Activity - Produce an exact copy of the line containing "like x=355, y=270." and of every line after it in the material below, ending with the final line.

──────── Entries supplied

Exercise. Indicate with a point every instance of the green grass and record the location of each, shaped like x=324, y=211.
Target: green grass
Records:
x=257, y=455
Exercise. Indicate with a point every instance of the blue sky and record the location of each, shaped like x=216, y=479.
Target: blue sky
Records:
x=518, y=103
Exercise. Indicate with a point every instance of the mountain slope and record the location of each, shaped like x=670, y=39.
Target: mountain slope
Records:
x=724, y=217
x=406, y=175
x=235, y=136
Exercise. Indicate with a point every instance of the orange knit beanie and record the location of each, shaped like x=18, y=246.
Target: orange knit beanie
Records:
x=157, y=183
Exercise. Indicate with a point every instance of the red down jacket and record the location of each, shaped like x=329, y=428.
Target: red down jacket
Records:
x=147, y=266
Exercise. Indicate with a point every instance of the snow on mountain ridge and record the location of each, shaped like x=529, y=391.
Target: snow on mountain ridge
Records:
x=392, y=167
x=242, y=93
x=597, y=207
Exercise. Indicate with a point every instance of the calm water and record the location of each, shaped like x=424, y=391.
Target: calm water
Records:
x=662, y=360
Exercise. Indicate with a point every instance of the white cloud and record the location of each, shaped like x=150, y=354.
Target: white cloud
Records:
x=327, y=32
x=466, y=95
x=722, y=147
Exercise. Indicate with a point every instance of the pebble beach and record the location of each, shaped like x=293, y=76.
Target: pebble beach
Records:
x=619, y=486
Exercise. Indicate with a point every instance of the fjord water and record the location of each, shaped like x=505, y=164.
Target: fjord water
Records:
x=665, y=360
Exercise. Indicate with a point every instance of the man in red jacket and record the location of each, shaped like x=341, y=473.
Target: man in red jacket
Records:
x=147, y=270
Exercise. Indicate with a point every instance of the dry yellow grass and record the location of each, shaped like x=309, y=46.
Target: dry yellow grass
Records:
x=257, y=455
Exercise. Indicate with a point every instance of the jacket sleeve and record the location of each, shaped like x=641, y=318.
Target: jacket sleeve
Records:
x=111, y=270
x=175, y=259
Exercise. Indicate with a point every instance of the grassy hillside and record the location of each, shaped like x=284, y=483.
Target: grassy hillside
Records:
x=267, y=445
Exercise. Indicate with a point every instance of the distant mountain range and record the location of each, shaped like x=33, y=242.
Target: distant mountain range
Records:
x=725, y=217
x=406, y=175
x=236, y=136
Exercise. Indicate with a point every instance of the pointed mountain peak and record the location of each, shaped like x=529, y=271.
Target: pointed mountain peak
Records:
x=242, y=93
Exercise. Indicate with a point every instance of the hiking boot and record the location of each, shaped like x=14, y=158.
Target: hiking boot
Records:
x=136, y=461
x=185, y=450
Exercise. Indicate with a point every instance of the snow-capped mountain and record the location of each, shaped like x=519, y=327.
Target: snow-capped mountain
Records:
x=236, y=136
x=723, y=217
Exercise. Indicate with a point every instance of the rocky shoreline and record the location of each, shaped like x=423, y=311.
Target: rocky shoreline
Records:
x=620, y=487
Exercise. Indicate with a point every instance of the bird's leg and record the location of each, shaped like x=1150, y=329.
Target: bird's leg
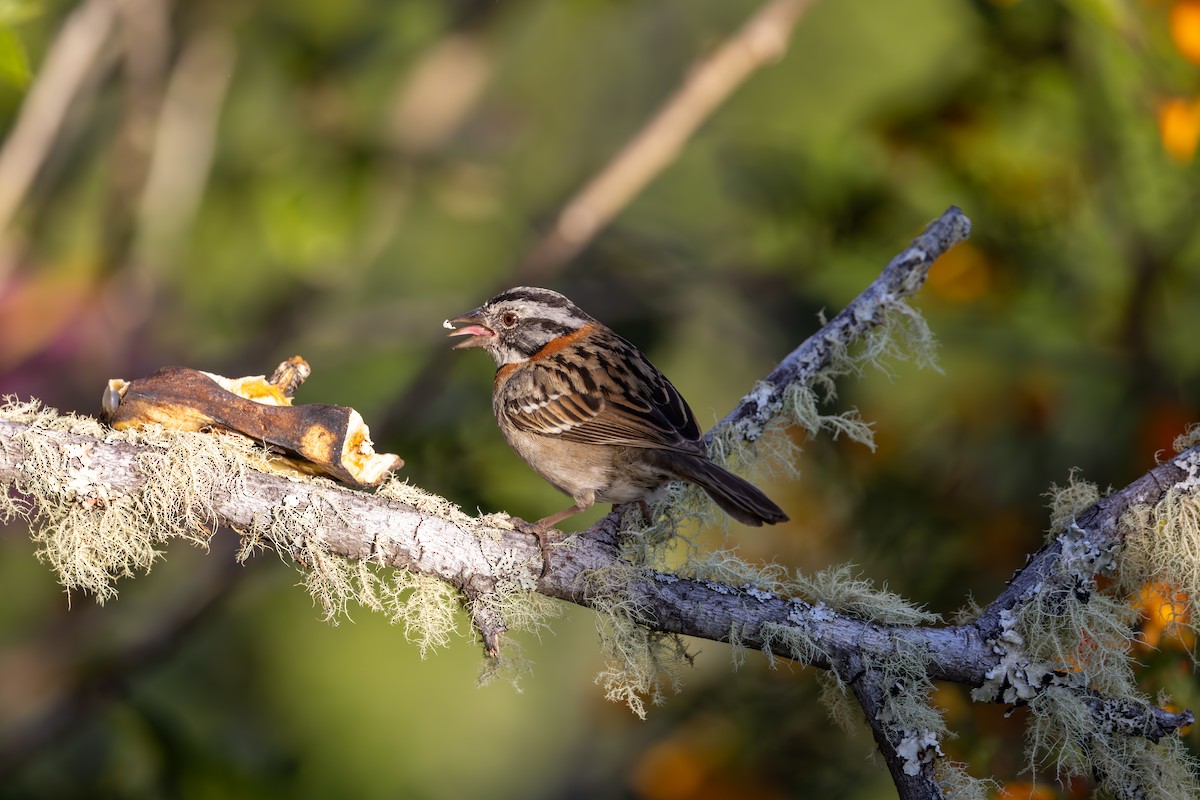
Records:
x=543, y=527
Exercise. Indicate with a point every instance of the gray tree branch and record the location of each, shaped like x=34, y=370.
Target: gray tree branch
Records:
x=480, y=554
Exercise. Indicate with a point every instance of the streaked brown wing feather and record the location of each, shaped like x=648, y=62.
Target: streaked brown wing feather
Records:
x=629, y=402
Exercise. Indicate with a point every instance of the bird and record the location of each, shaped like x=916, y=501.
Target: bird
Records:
x=589, y=413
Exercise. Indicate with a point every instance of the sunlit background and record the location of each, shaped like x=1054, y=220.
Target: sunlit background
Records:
x=222, y=185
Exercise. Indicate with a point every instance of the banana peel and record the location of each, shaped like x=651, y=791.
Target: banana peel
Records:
x=315, y=438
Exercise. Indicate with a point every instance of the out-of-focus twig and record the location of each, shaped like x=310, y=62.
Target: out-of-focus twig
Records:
x=762, y=40
x=108, y=677
x=72, y=60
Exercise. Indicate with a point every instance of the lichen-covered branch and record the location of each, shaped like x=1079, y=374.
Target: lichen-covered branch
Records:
x=1053, y=641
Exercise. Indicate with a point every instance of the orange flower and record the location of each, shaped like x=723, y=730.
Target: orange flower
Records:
x=1179, y=126
x=1185, y=25
x=1026, y=791
x=1161, y=609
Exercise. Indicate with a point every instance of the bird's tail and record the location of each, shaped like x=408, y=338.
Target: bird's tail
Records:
x=738, y=498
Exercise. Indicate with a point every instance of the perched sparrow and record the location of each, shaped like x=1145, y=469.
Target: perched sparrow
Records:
x=589, y=413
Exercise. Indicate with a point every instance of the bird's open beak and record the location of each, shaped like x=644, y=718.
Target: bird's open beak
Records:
x=468, y=325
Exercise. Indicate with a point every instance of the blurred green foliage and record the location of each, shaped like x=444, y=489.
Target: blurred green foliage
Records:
x=239, y=182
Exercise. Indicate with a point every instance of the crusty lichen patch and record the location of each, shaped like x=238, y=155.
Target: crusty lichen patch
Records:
x=1073, y=633
x=1162, y=546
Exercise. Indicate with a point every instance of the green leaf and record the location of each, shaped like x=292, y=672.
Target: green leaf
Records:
x=13, y=12
x=13, y=61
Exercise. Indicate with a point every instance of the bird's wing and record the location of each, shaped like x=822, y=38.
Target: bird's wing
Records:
x=625, y=402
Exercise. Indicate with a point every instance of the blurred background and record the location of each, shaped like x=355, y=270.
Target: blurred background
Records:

────────────────

The answer -
Exercise. Indicate with a point every instance of the blurred background and record the location of each, shaped like x=355, y=270.
Target: blurred background
Records:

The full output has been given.